--- Source information ---
****************
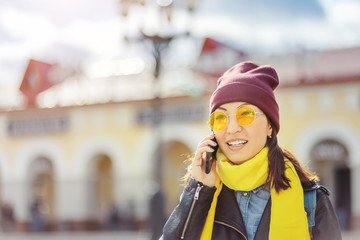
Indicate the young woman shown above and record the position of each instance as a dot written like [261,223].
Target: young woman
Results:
[255,190]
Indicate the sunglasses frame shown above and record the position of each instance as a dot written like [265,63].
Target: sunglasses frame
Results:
[228,115]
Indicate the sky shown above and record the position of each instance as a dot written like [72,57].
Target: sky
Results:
[83,31]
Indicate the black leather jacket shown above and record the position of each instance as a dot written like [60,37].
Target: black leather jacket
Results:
[188,218]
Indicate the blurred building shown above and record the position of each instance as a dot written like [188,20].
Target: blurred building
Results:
[87,145]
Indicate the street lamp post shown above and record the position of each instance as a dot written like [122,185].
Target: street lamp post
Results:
[159,46]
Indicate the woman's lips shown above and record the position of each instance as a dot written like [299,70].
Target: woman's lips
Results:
[237,144]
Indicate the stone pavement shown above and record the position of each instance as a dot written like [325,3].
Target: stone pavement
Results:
[109,236]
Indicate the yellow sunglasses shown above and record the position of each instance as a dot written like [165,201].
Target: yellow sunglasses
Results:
[245,115]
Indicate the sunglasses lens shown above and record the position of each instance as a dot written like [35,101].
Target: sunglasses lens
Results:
[217,121]
[245,115]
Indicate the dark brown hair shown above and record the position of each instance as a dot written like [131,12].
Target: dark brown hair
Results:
[276,171]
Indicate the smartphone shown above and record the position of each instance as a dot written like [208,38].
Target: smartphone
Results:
[210,157]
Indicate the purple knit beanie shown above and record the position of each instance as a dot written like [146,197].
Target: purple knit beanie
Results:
[248,82]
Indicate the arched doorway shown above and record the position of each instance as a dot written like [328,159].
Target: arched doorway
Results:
[41,194]
[331,164]
[173,168]
[101,187]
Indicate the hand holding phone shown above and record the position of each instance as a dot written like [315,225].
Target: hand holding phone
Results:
[210,157]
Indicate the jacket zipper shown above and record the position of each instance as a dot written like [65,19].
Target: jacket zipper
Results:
[196,197]
[232,227]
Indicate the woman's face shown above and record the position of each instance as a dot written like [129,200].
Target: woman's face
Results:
[241,143]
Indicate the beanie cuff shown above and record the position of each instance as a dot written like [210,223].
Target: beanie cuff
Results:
[235,91]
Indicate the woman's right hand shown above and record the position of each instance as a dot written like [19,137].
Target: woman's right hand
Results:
[197,167]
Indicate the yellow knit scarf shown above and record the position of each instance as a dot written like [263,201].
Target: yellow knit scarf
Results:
[288,218]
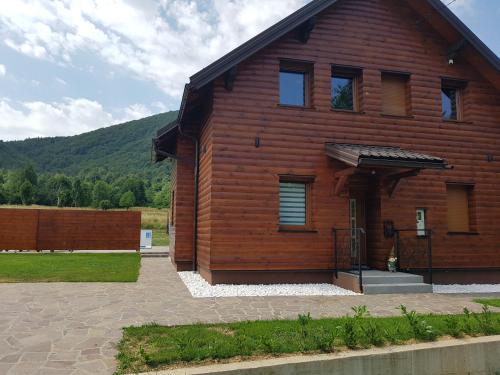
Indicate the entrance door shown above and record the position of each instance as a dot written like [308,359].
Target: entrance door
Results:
[357,222]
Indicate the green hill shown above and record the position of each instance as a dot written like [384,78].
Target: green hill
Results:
[119,149]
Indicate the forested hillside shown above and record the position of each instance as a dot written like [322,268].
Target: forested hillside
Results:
[120,149]
[106,168]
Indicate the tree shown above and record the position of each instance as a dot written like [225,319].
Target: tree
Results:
[105,204]
[80,194]
[127,200]
[100,193]
[163,197]
[3,195]
[61,186]
[27,193]
[28,174]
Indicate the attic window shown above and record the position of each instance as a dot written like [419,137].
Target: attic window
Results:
[345,88]
[395,95]
[295,83]
[452,99]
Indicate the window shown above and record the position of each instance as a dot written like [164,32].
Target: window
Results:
[458,199]
[395,98]
[451,100]
[421,227]
[345,83]
[295,204]
[295,83]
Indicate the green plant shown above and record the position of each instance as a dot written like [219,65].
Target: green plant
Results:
[485,321]
[453,326]
[421,330]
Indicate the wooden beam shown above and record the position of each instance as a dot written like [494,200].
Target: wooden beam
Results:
[342,177]
[304,31]
[346,172]
[455,49]
[400,175]
[230,77]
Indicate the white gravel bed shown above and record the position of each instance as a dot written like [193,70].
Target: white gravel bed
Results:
[471,288]
[199,288]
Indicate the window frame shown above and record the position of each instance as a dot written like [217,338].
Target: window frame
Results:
[459,87]
[298,67]
[404,76]
[308,182]
[469,189]
[355,75]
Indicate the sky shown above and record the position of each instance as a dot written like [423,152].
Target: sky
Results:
[72,66]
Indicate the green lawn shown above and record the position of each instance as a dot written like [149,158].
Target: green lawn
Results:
[69,267]
[154,347]
[489,302]
[160,237]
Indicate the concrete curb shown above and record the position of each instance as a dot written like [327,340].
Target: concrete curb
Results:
[469,356]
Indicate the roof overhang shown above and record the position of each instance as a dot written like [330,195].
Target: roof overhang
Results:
[165,142]
[361,156]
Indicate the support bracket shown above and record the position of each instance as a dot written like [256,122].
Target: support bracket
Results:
[304,31]
[230,77]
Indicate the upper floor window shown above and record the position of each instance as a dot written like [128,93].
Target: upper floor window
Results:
[459,207]
[295,83]
[295,202]
[345,88]
[395,94]
[452,100]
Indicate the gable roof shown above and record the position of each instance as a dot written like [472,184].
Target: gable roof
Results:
[300,17]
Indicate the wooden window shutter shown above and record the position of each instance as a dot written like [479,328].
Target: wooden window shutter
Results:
[458,208]
[394,98]
[293,203]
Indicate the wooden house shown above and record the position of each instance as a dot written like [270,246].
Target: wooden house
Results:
[347,133]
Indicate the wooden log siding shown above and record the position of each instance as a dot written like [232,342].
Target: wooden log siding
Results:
[376,35]
[69,230]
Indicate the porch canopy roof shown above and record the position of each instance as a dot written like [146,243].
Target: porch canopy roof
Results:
[382,156]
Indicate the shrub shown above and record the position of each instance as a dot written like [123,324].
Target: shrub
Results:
[421,330]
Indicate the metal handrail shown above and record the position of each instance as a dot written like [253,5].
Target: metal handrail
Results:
[335,247]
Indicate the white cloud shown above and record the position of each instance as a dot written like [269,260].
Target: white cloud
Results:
[68,117]
[461,7]
[162,41]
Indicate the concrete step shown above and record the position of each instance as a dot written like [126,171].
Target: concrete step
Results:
[392,278]
[400,288]
[154,255]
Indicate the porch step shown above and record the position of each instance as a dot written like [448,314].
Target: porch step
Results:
[382,282]
[380,277]
[397,288]
[154,255]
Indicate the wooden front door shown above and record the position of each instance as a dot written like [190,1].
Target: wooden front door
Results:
[357,223]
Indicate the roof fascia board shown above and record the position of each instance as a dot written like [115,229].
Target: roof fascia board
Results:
[467,33]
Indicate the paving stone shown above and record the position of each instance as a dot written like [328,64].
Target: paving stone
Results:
[34,357]
[76,327]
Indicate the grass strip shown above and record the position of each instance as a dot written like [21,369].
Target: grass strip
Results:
[495,302]
[31,268]
[153,347]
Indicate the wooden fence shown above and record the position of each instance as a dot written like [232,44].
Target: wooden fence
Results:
[37,230]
****************
--- Work instruction ---
Where a line of the records has the string "siding", return that line.

--- Solution to the exercise ---
Indicate the wooden log siding shown above and record the position of each instance as a dot written like [232,342].
Target: wooden log siding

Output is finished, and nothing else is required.